━━━ TEXTE FOURNI ━━━

Si l’année 2022 a été témoin d’une grande démission suite à la crise sanitaire, c’est actuellement le quiet quitting, autrement dit, la démission silencieuse, qui prend le devant de la scène. Négativement surpris de découvrir que l’herbe n’est pas plus verte ailleurs, de nombreux collaborateurs confient regretter avoir quitté leur poste. Une grande partie d’entre eux avoue également être plus frileuse à démissionner au regard du contexte géopolitique. Pour toutes ces raisons, de plus en plus de salariés ont décidé d’adopter le credo suivant : rester à son poste mais faire ce qu’il y a à faire, ni plus, ni moins. Le résultat ? Des dirigeants confrontés à allouer des coûts importants pour des collaborateurs démotivés et donc moins performants. Face à ce problème majeur, quels leviers activer en interne pour réengager les salariés dans une dynamique collective et une culture d’entreprise ?
Une hausse de la démission silencieuse : fruit d’une dissonance cognitive appuyée
En 2022, selon le ministère du travail, on comptait 520 000 démissions par trimestre sur un an. La crise sanitaire, en rééquilibrant les temps de vie, a profondément transmué et remis en question l’organisation du travail. Alors que 60% des salariés conférait au travail une place très importante en 1990, ils n’en sont aujourd’hui plus que 20% . En parallèle, les enjeux climatiques actuels et l’ouverture de la parole sur le bien-être des collaborateurs ne font que creuser un écart déjà notable. 39% des salariés du privé déclarent ressentir un décalage entre leurs convictions sur les enjeux socio-écologiques, le métier qu’ils exercent et les activités de leur entreprise. Cette dissonance cognitive accentue fortement le découragement des salariés pour qui les missions du quotidien ne remplissent pas leurs besoins de contribution et ne sont pas alignées avec leurs valeurs personnelles. De facto, elle amène à une remise en question et à une démotivation face à une charge de travail similaire voire exponentielle pouvant provoquer l’épuisement professionnel ou encore le bien connu burn out.

━━━ DONNÉES EXTRAITES ━━━

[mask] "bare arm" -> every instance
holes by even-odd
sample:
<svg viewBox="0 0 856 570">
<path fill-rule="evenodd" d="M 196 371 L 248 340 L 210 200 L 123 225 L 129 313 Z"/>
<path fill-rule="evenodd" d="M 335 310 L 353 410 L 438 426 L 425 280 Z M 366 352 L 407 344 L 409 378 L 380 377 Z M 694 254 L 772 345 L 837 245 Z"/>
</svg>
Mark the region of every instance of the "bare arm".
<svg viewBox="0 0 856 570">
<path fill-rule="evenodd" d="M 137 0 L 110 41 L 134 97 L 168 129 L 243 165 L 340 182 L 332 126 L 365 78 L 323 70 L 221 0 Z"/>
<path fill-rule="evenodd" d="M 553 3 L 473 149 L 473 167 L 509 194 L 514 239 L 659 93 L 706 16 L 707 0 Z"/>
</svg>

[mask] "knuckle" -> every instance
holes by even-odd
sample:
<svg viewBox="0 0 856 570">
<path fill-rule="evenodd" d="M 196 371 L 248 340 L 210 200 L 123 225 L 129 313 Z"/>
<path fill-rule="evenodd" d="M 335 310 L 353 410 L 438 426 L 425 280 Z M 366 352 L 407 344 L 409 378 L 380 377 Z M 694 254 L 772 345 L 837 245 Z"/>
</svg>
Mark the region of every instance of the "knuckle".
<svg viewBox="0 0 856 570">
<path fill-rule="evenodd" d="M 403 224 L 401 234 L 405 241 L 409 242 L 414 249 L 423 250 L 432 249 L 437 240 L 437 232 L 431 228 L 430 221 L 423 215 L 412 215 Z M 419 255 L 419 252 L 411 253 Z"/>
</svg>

━━━

TÂCHES À RÉALISER:
1. D'après le texte fourni sur la démission silencieuse, combien de démissions par trimestre le ministère du travail comptait-il en 2022 ?
2. Expliquez, en vous appuyant sur le texte fourni, pourquoi de plus en plus de salariés choisissent de rester à leur poste en faisant ce qu'il y a à faire, ni plus, ni moins.
3. Relevez dans le texte fourni tous les pourcentages cités, en précisant pour chacun ce qu'il mesure.
Les lignes forment un matériau distinct du texte fourni.

RÉPONSES ATTENDUES:
1. 520 000 démissions par trimestre sur un an.

2. De nombreux collaborateurs ont été négativement surpris de découvrir que l'herbe n'est pas plus verte ailleurs et regrettent d'avoir quitté leur poste. Une grande partie d'entre eux se montre aussi plus frileuse à démissionner au regard du contexte géopolitique.

3.
- 60 % : part des salariés qui conféraient au travail une place très importante en 1990.
- 20 % : part des salariés qui lui accordent aujourd'hui cette place.
- 39 % : part des salariés du privé qui déclarent ressentir un décalage entre leurs convictions sur les enjeux socio-écologiques, le métier qu'ils exercent et les activités de leur entreprise.